POLECENIE 1 – Z jakim krajem Prezydent Komorowski niekorzystnie porównuje Polskę w wypowiedzi przytoczonej w tekście o Prezydencie Komorowskim?

TEKST DO CZYTANIA –
========

Prezydent - patriota!?
Aż serce rośnie, jak się patrzy na rosnące szeregi opozycji i to, jak się wydaje, samego hardcorowego jądra, czarnopodniebiennych pisowców. Mówię, oczywiście o Panu Prezydencie, oby żył wiecznie. To już będzie ponad dwa lata, jak ekipa rządowa osadziła pod Żyrandolem, jak to stwierdził Donald Tusk swego człowieka. Tak im się zdawało, znaczy. A tu proszę, jaka niespodzianka- Konrad Wallenrod!
Oto Prezydent Komorowski w ostrych słowach krytykuje obecną władzę za brak sprecyzowanego interesu Polski, za niedbanie o Polskie sprawy! Dokładnie:
„To, co niestety nas negatywnie różni od Wielkiej Brytanii, to to, że oni wiedzą, jakie mają interesy, potrafią je bardzo dokładnie zdefiniować, nie na poziomie wielkiej ogólności tylko i wyłącznie, ale także konkretnym, praktycznym. My mamy problem z tym od prawie, że samego początku polskiej wolności.”
Teraz mi świta, kim był ten taki dziwny facet z doklejoną brodą, co się podłączał do pisowskich demonstracji, krzyczał „gdzie jest wrak”, „oddajcie skrzynki, weźcie Tuska”, „kto nie skacze, ten za Tuskiem, hop, hop, hop” i skakał najwyżej ze wszystkich. To właśnie był pan Prezydent, oby żył wiecznie.

========

MATERIAŁY DO ĆWICZENIA –
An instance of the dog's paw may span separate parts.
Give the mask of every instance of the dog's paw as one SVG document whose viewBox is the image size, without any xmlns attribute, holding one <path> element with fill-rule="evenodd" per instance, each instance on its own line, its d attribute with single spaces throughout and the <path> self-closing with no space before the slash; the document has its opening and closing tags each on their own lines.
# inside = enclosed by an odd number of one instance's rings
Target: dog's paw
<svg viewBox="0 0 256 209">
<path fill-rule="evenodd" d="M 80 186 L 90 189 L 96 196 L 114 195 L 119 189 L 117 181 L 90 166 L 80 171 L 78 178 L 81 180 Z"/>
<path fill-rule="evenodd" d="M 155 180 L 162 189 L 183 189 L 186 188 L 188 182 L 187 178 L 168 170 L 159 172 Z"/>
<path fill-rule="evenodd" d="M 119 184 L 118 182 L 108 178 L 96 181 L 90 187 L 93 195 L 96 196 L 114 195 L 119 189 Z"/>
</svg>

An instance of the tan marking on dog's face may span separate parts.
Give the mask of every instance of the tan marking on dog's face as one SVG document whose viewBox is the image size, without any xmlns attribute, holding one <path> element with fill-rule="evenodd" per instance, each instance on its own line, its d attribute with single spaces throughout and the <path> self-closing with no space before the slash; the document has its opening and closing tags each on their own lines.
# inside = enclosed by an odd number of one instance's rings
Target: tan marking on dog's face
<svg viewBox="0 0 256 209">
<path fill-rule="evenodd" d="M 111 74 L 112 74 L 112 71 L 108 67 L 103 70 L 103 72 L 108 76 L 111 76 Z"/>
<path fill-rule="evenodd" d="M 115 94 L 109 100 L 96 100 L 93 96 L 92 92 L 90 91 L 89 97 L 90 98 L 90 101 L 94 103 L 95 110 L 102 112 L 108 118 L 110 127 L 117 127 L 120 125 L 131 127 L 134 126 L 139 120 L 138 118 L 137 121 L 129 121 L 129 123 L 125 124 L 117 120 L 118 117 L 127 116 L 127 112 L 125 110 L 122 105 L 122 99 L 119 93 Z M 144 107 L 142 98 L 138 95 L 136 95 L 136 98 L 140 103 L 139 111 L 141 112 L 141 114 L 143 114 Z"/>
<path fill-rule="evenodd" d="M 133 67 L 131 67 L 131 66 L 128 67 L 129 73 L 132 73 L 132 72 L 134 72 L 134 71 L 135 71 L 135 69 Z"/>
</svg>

========

POLECENIE 2 – Proszę wskazać wszystkie wiersze rekordów, w których występuje słowo "marking", i przepisać każdy z nich w całości. Wielkość liter ma znaczenie.

WYNIK ZADANIA 1 – Z Wielką Brytanią.

WYNIK ZADANIA 2 –
An instance of the tan marking on dog's face may span separate parts.
Give the mask of every instance of the tan marking on dog's face as one SVG document whose viewBox is the image size, without any xmlns attribute, holding one <path> element with fill-rule="evenodd" per instance, each instance on its own line, its d attribute with single spaces throughout and the <path> self-closing with no space before the slash; the document has its opening and closing tags each on their own lines.
Target: tan marking on dog's face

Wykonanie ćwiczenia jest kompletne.